SHORT PROBLEM A :: In the stored data rows starting at the first row and ending at the row containing "[723,205,1190,299]", switch "long white antenna" to "slender white antenna" and leave everything else unchanged.

# Visa status has decided but has not received



## NatashaWidjaja (Aug 21, 2017)

Hello All,
We have lodged our visitor visa application on 20 July 2017 at the VFS Global in Denpasar, and up to date we have yet received any progress on our visa status.
I have checked using our VLN through VFS Global Indonesia, and the status is: Your processed visa decision/documents ref no. refno has been collected at the High Commission of Australia/Embassy. 

We have included our correct email addresses, and in fact, we did receive an email from the VFS regarding the acceptance of our application submission on 20 July 2017. Which means our email addresses are correct.

We came to the VFS Global in Denpasar the 4th times now, and no one can give us any information, and kept saying to check on the VEVO or Immi Contact.

We do not receive any TRN nor Password nor Visa Grant Number, so that we are unable to track our visa status via VEVO. And Immi Contact is only if we apply online.

Frustrated! Please help...


----------



## NB (Mar 29, 2017)

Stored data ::
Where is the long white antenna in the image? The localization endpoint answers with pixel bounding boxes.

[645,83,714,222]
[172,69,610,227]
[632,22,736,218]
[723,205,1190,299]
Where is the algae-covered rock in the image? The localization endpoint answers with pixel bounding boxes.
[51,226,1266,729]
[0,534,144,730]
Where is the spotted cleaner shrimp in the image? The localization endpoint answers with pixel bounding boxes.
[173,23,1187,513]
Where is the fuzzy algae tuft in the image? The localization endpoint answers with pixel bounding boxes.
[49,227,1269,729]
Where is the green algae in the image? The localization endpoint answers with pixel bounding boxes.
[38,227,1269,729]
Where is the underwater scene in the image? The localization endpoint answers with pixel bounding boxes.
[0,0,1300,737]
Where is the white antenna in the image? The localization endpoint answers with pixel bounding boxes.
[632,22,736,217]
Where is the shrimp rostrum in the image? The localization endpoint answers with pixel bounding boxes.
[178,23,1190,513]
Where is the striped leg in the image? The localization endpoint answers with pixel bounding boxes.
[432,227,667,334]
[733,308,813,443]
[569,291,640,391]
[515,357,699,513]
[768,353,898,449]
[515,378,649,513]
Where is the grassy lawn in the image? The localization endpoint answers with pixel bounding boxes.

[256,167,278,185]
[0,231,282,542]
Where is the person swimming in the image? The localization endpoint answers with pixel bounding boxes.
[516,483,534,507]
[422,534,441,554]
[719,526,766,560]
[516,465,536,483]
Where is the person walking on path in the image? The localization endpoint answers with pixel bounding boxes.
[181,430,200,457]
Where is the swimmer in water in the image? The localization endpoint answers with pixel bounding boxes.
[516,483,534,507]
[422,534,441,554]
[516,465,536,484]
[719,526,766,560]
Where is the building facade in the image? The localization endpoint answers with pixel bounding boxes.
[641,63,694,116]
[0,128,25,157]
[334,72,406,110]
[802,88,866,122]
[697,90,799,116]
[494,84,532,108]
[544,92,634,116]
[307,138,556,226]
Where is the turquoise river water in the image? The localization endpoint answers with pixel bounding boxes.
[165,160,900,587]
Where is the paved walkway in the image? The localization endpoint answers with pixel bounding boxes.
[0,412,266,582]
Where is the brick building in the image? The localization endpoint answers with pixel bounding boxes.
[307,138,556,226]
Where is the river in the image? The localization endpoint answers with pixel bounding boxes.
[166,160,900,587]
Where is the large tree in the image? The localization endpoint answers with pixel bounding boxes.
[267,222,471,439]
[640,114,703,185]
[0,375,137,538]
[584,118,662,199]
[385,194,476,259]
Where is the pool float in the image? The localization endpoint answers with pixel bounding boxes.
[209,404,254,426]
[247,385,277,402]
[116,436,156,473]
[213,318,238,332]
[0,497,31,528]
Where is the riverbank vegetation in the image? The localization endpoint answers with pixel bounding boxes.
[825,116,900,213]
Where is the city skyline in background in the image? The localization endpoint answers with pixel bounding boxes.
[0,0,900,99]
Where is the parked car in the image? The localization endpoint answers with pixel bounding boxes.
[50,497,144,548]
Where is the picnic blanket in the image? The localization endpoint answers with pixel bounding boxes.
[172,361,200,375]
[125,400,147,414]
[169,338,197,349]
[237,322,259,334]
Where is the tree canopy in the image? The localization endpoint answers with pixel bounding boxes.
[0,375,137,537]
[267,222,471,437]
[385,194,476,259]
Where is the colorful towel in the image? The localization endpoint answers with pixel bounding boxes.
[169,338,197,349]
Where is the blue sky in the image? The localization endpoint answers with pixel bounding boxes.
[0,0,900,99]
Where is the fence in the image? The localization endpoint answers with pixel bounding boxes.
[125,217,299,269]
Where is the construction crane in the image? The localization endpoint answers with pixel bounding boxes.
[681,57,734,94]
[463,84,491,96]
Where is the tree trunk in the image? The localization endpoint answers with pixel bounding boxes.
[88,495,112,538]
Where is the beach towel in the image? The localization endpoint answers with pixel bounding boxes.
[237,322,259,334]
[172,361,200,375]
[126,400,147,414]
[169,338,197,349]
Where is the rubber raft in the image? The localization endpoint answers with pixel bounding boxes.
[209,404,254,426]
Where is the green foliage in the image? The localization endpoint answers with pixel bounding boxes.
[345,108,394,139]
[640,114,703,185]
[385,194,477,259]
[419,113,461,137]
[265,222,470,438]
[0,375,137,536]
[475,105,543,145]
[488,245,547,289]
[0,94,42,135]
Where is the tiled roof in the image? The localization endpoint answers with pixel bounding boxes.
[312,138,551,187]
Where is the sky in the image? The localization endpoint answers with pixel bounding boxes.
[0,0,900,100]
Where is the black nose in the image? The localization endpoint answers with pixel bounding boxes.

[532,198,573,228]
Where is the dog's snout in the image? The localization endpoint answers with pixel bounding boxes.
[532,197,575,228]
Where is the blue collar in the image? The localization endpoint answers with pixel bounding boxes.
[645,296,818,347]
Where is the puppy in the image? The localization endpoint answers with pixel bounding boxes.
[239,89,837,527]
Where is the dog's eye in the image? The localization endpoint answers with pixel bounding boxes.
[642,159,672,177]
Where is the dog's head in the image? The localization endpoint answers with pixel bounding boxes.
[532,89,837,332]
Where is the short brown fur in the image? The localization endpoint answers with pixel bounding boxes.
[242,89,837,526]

SHORT PROBLEM B :: Return the full forum thread on the undelivered visa decision word for word.

RESULT A ::
Where is the slender white antenna in the image? The localization endpoint answers with pixel bounding boxes.

[645,83,714,222]
[172,69,610,227]
[632,22,736,218]
[723,205,1190,299]

RESULT B ::
# Visa status has decided but has not received



## NatashaWidjaja (Aug 21, 2017)

Hello All,
We have lodged our visitor visa application on 20 July 2017 at the VFS Global in Denpasar, and up to date we have yet received any progress on our visa status.
I have checked using our VLN through VFS Global Indonesia, and the status is: Your processed visa decision/documents ref no. refno has been collected at the High Commission of Australia/Embassy. 

We have included our correct email addresses, and in fact, we did receive an email from the VFS regarding the acceptance of our application submission on 20 July 2017. Which means our email addresses are correct.

We came to the VFS Global in Denpasar the 4th times now, and no one can give us any information, and kept saying to check on the VEVO or Immi Contact.

We do not receive any TRN nor Password nor Visa Grant Number, so that we are unable to track our visa status via VEVO. And Immi Contact is only if we apply online.

Frustrated! Please help...


----------



## NB (Mar 29, 2017)